═══ Records provided ═══
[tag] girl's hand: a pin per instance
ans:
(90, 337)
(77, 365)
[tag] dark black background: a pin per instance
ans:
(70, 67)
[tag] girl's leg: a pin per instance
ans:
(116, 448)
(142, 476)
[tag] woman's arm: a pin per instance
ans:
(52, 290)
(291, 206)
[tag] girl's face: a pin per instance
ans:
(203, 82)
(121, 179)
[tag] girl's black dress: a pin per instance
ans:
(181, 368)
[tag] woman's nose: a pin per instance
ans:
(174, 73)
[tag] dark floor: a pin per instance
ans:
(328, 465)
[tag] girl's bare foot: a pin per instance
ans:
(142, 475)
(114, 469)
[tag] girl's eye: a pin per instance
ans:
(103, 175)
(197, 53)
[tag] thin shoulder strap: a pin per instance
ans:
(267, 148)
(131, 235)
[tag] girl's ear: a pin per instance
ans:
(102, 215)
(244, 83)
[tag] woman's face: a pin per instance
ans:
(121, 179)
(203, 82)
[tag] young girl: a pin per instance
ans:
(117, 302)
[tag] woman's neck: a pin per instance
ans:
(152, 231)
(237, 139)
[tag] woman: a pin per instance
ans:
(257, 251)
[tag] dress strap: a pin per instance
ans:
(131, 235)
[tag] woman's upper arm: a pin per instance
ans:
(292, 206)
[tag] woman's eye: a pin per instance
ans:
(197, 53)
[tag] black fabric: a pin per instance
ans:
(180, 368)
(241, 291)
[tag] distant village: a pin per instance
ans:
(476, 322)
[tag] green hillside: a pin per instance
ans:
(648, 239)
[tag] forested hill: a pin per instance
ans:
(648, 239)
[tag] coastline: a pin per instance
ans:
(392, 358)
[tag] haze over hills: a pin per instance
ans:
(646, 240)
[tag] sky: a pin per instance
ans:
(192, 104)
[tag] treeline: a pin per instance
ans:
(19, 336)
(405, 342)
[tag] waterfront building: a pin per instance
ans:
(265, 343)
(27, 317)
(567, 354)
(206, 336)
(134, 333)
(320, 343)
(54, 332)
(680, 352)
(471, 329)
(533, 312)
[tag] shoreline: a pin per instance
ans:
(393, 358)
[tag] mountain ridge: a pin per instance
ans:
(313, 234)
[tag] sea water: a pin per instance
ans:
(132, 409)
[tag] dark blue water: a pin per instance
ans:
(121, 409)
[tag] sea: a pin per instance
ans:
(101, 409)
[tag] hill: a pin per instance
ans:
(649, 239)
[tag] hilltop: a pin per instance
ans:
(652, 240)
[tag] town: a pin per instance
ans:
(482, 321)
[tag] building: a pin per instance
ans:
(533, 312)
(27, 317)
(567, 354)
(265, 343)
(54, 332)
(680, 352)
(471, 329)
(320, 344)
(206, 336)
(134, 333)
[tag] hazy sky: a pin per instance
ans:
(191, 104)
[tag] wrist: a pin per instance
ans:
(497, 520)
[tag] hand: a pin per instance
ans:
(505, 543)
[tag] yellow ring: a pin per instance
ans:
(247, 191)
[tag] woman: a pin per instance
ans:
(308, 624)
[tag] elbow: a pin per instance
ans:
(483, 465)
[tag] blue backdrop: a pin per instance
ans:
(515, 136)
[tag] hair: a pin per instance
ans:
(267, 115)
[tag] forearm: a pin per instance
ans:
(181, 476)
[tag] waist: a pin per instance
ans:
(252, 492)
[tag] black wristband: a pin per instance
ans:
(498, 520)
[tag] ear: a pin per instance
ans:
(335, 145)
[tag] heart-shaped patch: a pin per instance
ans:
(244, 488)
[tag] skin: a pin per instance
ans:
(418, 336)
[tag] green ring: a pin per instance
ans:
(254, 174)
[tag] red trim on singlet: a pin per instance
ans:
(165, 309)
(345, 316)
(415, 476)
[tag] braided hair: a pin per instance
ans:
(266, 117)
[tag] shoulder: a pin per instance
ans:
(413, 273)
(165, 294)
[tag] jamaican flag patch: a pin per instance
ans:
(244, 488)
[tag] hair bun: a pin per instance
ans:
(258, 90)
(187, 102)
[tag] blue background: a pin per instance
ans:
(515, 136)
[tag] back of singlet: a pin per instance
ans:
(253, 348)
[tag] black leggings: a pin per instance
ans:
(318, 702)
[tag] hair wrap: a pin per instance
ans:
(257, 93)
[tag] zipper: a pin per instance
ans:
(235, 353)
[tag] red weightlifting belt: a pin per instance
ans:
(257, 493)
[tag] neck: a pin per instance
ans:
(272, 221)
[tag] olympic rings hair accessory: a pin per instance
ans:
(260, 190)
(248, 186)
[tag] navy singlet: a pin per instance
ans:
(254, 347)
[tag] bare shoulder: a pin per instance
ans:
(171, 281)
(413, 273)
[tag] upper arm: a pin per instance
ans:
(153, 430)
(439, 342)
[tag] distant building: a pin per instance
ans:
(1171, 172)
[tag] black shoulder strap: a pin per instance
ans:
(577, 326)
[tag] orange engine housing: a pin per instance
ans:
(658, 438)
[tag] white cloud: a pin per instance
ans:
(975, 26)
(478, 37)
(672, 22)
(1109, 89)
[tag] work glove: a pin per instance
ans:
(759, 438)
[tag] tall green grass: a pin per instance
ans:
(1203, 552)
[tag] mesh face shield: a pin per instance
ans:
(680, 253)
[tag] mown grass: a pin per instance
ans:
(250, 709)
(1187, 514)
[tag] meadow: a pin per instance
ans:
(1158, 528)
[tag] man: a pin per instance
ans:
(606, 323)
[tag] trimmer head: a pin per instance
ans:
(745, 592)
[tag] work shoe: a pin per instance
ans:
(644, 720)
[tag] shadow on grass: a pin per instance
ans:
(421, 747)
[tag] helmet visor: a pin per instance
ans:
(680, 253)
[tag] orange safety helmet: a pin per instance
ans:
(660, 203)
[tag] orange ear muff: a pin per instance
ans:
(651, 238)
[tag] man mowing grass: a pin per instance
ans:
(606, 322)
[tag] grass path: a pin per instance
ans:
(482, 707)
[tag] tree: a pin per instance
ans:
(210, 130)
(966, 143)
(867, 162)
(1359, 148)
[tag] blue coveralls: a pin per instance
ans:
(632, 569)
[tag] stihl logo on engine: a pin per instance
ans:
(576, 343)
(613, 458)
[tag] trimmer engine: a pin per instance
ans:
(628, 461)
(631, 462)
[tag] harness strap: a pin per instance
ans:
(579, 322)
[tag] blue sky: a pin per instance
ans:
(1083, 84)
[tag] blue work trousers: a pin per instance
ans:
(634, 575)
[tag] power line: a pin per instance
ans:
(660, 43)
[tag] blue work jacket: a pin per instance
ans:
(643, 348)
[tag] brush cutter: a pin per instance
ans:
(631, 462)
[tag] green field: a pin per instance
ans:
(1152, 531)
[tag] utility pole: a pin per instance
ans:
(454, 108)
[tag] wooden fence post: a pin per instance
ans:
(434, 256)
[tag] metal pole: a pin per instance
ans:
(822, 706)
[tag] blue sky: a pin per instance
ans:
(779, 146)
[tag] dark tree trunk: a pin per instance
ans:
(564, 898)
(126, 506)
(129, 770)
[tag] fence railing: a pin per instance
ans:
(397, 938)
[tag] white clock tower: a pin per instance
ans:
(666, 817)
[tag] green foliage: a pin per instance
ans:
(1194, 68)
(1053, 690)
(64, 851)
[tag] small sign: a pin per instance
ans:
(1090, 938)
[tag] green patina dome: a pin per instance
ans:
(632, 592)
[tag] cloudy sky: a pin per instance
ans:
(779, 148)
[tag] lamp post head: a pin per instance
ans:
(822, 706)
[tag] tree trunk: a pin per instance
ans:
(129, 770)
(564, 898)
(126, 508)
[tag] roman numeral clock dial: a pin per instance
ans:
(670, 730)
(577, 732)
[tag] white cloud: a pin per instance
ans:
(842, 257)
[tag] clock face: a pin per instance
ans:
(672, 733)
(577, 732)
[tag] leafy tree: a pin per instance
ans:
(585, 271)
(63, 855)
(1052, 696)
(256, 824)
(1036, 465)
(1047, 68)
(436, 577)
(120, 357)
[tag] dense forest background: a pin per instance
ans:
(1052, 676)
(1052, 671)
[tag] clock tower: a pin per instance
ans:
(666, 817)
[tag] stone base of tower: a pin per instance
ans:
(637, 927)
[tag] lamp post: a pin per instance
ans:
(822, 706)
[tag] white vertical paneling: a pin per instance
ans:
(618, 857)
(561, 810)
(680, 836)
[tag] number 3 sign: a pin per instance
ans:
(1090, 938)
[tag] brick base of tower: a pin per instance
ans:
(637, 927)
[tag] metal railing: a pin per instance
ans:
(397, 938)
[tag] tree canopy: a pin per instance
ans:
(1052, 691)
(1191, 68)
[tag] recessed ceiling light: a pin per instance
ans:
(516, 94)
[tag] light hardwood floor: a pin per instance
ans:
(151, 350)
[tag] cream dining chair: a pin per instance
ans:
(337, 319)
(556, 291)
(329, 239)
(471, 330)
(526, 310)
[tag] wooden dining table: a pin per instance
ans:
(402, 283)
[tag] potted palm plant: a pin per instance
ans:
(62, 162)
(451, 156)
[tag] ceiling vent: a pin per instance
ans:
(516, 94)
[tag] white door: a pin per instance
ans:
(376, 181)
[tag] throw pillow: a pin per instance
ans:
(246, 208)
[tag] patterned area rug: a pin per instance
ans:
═══
[Exercise goal] Copy every line, requests included, from the line containing "[tag] brick base of tower: a pin per instance" through the final line of the items. Raise every coordinate in the answers by 4.

[Answer for this exercise]
[tag] brick base of tower: a pin per instance
ans:
(641, 931)
[tag] metal railing: a pin per instance
ans:
(401, 942)
[tag] tree canopy: a pin per instance
ans:
(1056, 695)
(1195, 72)
[tag] recessed ceiling light: a pin per instance
ans:
(520, 98)
[tag] light hardwood floor: a pin per instance
ans:
(155, 354)
[tag] cream dining chair: a pin per instance
ans:
(341, 323)
(560, 295)
(333, 243)
(475, 334)
(530, 314)
[tag] wooden dining table: a pin per instance
ans:
(406, 287)
[tag] potted palm plant: a pin per instance
ans:
(66, 166)
(455, 160)
[tag] ceiling vent: a pin per instance
ans:
(520, 98)
[tag] white door: a pin per instance
ans:
(380, 185)
[tag] throw pillow: a pin per instance
ans:
(250, 212)
[tag] patterned area rug: a pin per instance
ans:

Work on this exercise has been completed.